● EXERCISE AIM: Quote all of the entries word for word.

◆ ◆ ◆ ◆

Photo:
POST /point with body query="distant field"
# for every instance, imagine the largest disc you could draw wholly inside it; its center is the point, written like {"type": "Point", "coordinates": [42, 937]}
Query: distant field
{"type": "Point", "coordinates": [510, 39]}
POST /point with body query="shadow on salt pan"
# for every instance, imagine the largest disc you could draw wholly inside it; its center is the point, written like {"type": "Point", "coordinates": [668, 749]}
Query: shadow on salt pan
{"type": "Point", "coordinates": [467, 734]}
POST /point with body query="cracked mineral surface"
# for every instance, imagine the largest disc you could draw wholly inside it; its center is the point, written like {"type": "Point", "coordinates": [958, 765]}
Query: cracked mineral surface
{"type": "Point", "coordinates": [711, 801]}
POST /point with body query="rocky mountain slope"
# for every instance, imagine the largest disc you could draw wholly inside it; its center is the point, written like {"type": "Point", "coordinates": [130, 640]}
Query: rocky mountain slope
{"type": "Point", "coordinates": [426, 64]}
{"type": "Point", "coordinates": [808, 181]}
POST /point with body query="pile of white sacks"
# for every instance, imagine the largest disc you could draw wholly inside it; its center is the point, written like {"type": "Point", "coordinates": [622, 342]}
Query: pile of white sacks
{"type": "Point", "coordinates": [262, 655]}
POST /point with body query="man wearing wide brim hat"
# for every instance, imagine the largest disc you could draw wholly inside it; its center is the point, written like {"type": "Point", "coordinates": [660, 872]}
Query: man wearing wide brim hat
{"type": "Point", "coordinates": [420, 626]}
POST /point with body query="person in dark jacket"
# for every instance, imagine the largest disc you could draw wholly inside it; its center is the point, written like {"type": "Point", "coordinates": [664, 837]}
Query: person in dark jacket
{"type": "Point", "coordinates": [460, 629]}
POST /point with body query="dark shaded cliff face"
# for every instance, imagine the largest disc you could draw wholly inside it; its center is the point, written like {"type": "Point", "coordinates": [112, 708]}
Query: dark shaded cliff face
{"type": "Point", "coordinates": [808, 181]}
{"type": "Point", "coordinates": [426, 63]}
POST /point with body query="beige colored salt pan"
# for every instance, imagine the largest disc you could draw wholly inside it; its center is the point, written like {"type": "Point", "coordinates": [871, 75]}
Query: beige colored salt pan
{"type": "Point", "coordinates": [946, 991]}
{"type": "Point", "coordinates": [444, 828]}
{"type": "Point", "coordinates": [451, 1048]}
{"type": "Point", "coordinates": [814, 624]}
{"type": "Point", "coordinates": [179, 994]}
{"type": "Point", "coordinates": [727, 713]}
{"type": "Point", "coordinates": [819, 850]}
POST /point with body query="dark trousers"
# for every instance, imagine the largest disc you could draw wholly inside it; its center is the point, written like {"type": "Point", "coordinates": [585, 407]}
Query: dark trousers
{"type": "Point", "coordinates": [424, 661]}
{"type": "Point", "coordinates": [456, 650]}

◆ ◆ ◆ ◆

● RESPONSE TO THE TASK:
Photo:
POST /point with body query="distant field"
# for every instance, imagine the largest disc you could draw wholly inside it; its center is the point, written like {"type": "Point", "coordinates": [42, 937]}
Query: distant field
{"type": "Point", "coordinates": [510, 39]}
POST /point with body query="shadow on salt pan"
# for every instance, imagine the largest disc you could draw wholly inside it; its center is the point, written like {"type": "Point", "coordinates": [668, 749]}
Query: shadow on salt pan
{"type": "Point", "coordinates": [467, 734]}
POST /point with body query="cracked mineral surface"
# for every instance, imagine the largest disc you could draw wholly inside it; its center is the point, written like {"type": "Point", "coordinates": [958, 765]}
Query: cracked mineral surface
{"type": "Point", "coordinates": [711, 801]}
POST /point with body query="rocky mountain slope"
# for every instance, imagine the largest disc you could draw wholly inside it; its center is the point, written like {"type": "Point", "coordinates": [130, 640]}
Query: rocky mountain slope
{"type": "Point", "coordinates": [426, 64]}
{"type": "Point", "coordinates": [808, 181]}
POST /point with body query="pile of white sacks"
# for every instance, imagine the largest disc you could draw wholly inside it; its center is the point, written like {"type": "Point", "coordinates": [622, 342]}
Query: pile of white sacks
{"type": "Point", "coordinates": [262, 655]}
POST /point with body query="man wearing wide brim hat"
# for every instance, imagine the largest disc you could draw wholly inside it; its center is the point, written like {"type": "Point", "coordinates": [660, 872]}
Query: man wearing wide brim hat
{"type": "Point", "coordinates": [420, 626]}
POST /point with body query="person in dark jacket"
# for every instance, imagine the largest disc you could draw wholly inside it; its center is the point, written like {"type": "Point", "coordinates": [664, 837]}
Query: person in dark jacket
{"type": "Point", "coordinates": [460, 629]}
POST /point with body query="dark shaded cliff face"
# for every instance, imagine the largest disc you could draw wholly inside it; its center is the point, written like {"type": "Point", "coordinates": [112, 708]}
Query: dark shaded cliff face
{"type": "Point", "coordinates": [808, 181]}
{"type": "Point", "coordinates": [426, 63]}
POST /point with body query="beige colored salt pan"
# for every instance, imagine the largest disc you could draw wholly inside it; its center is the point, written like {"type": "Point", "coordinates": [871, 75]}
Query: beige colored salt pan
{"type": "Point", "coordinates": [946, 991]}
{"type": "Point", "coordinates": [444, 828]}
{"type": "Point", "coordinates": [451, 1048]}
{"type": "Point", "coordinates": [814, 624]}
{"type": "Point", "coordinates": [179, 994]}
{"type": "Point", "coordinates": [727, 713]}
{"type": "Point", "coordinates": [819, 850]}
POST /point with body query="dark trousers"
# for every instance, imagine the largest disc you could draw wholly inside it; its center is the point, written like {"type": "Point", "coordinates": [585, 407]}
Query: dark trousers
{"type": "Point", "coordinates": [424, 661]}
{"type": "Point", "coordinates": [456, 650]}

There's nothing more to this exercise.